Exercise requirements
Rewrite every line of all the records below as a numbered list, leaving out blank lines and the pictures.

Dataset items:
....

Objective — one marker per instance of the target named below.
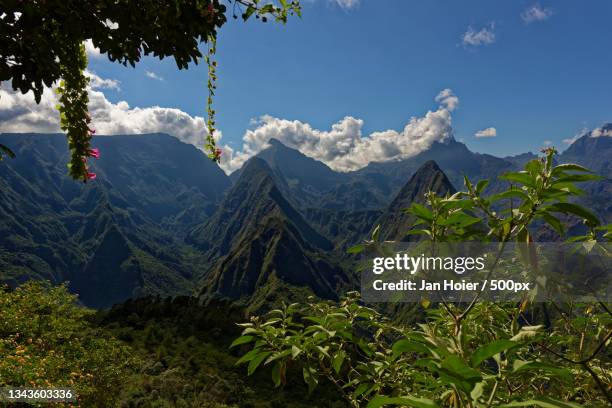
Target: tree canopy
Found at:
(41, 43)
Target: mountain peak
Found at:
(394, 223)
(429, 167)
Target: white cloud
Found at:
(488, 132)
(153, 75)
(344, 147)
(20, 113)
(536, 13)
(597, 132)
(92, 52)
(96, 82)
(448, 99)
(601, 132)
(475, 38)
(346, 4)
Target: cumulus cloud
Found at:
(92, 51)
(96, 82)
(20, 113)
(488, 132)
(153, 75)
(536, 13)
(475, 38)
(448, 99)
(347, 4)
(344, 147)
(605, 131)
(601, 132)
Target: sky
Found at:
(356, 81)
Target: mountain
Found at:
(261, 246)
(394, 222)
(162, 219)
(594, 151)
(453, 158)
(112, 238)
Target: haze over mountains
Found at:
(162, 219)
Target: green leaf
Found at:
(356, 249)
(310, 377)
(491, 349)
(242, 340)
(522, 178)
(570, 208)
(578, 178)
(553, 222)
(408, 401)
(257, 360)
(408, 346)
(460, 220)
(421, 211)
(376, 233)
(277, 355)
(276, 377)
(514, 193)
(543, 402)
(248, 356)
(338, 360)
(419, 232)
(520, 365)
(481, 185)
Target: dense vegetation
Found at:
(479, 354)
(42, 43)
(149, 352)
(175, 351)
(46, 341)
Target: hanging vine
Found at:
(211, 144)
(74, 116)
(37, 51)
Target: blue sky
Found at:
(533, 71)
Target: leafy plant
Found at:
(47, 341)
(478, 354)
(41, 44)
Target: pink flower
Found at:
(95, 153)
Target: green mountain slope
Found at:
(261, 245)
(110, 237)
(394, 222)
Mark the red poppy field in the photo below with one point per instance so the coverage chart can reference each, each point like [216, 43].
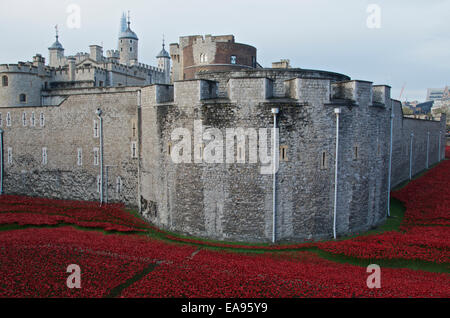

....

Result
1. Objective — one marker per instance of the target named below.
2. Target: tree canopy
3. Found at:
4. (41, 43)
5. Target: mountain peak
6. Found at:
7. (394, 223)
8. (429, 167)
9. Target: white cloud
10. Found at:
11. (488, 132)
12. (153, 75)
13. (344, 147)
14. (20, 113)
15. (536, 13)
16. (597, 132)
17. (92, 52)
18. (96, 82)
19. (448, 99)
20. (601, 132)
21. (475, 38)
22. (346, 4)
23. Target: cumulus cloud
24. Found at:
25. (92, 51)
26. (96, 82)
27. (20, 113)
28. (488, 132)
29. (153, 75)
30. (536, 13)
31. (475, 38)
32. (448, 99)
33. (347, 4)
34. (344, 147)
35. (605, 131)
36. (601, 132)
37. Target: sky
38. Found at:
39. (356, 81)
40. Target: mountain
41. Found at:
42. (261, 246)
43. (394, 222)
44. (162, 219)
45. (594, 151)
46. (453, 158)
47. (112, 238)
48. Target: haze over mountains
49. Found at:
50. (162, 219)
51. Target: green leaf
52. Found at:
53. (356, 249)
54. (310, 377)
55. (491, 349)
56. (242, 340)
57. (522, 178)
58. (570, 208)
59. (578, 178)
60. (553, 222)
61. (408, 401)
62. (257, 360)
63. (408, 346)
64. (460, 220)
65. (421, 211)
66. (376, 233)
67. (277, 355)
68. (276, 377)
69. (514, 193)
70. (543, 402)
71. (248, 356)
72. (338, 360)
73. (419, 232)
74. (520, 365)
75. (481, 185)
76. Target: dense vegetation
77. Found at:
78. (479, 354)
79. (42, 43)
80. (149, 352)
81. (175, 351)
82. (46, 341)
83. Target: hanging vine
84. Found at:
85. (211, 144)
86. (74, 116)
87. (37, 51)
88. Target: blue sky
89. Found at:
90. (533, 71)
91. Target: leafy plant
92. Found at:
93. (47, 341)
94. (478, 354)
95. (41, 44)
96. Target: pink flower
97. Found at:
98. (95, 153)
99. Target: green mountain slope
100. Found at:
101. (261, 245)
102. (110, 237)
103. (394, 222)
104. Mark the red poppy field in the photo below with one point per instance so the coverage chart can reference each, each point like [216, 43].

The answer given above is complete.